*PASSAGE SHOWN*:

▽

# Lawn Mower won't Start



## hpmaxim (Jun 26, 2010)

Hello,

I have a simple Craftsman pushmower (built by Husqvarna I think), powered by a 6.5 hp Briggs engine. Earlier this year, I decided to remove the carburetor and clean (using an ultrasonic cleaner). I've had great luck doing this in the past. The mower ran well but not perfect prior to cleaning. When I put the carb back on, I found that the mower would no longer start without the aid of starting fluid. If I put starting fluid down the throat of the carb it would start easily, and it runs great. 

The most obvious possibilities are a bad primer or if there is a separate pathway for the air from the primer that its clogged. I believe there is a separate pathway, but as far as I can tell, its not clogged (I've run a wire down it, and tried cleaning it multiple times -- and it seems unlikely it would suddenly get worse as a result of cleaning anyway). But it seems equally unlikely the primer bulb which is in a completely different assembly would suddenly fail when I cleaned the carb. The primer bulb feels completely normal. I tried removing the assembly and pumping the primer bulb to see if I could feel any air come out... I *MAY* have felt something, but it wasn't much. Is this normal or should it be real obvious?

△

*WRITTEN PROBLEM 1*: In the lawn mower thread, what engine powers the Craftsman pushmower?
*WRITTEN PROBLEM 2*: Extract everything in the lawn mower thread from "# Lawn Mower" down to "it runs great.".

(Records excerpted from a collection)
▽

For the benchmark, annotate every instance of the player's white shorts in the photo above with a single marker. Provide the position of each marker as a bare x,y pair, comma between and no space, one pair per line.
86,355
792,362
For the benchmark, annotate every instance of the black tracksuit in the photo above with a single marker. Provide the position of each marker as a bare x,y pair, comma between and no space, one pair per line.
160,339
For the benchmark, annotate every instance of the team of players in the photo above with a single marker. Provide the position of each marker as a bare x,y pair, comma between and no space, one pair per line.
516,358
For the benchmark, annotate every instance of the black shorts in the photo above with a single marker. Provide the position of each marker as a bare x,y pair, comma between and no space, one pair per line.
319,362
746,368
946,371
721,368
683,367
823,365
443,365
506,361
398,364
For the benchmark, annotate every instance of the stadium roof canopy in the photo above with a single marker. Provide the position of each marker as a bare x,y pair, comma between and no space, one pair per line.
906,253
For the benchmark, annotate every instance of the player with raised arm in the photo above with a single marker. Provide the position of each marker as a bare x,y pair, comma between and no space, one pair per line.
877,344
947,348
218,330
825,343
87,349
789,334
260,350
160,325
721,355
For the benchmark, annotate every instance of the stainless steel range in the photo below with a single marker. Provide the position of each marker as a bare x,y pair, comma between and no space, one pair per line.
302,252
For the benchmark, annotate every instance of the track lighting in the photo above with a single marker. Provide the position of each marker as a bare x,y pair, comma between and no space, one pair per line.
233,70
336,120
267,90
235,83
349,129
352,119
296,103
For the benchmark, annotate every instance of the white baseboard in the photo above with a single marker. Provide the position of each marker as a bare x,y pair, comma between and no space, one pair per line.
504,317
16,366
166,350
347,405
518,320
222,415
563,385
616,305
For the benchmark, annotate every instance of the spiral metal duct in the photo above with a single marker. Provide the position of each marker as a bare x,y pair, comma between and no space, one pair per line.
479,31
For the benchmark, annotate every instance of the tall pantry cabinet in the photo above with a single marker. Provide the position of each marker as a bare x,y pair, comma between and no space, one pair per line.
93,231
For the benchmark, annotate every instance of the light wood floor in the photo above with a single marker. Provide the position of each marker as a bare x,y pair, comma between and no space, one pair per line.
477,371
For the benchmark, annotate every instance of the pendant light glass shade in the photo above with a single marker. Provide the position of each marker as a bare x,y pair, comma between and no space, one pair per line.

△

*TASK ANSWER 1*: A 6.5 hp Briggs engine.

*TASK ANSWER 2*:
# Lawn Mower won't Start



## hpmaxim (Jun 26, 2010)

Hello,

I have a simple Craftsman pushmower (built by Husqvarna I think), powered by a 6.5 hp Briggs engine. Earlier this year, I decided to remove the carburetor and clean (using an ultrasonic cleaner). I've had great luck doing this in the past. The mower ran well but not perfect prior to cleaning. When I put the carb back on, I found that the mower would no longer start without the aid of starting fluid. If I put starting fluid down the throat of the carb it would start easily, and it runs great.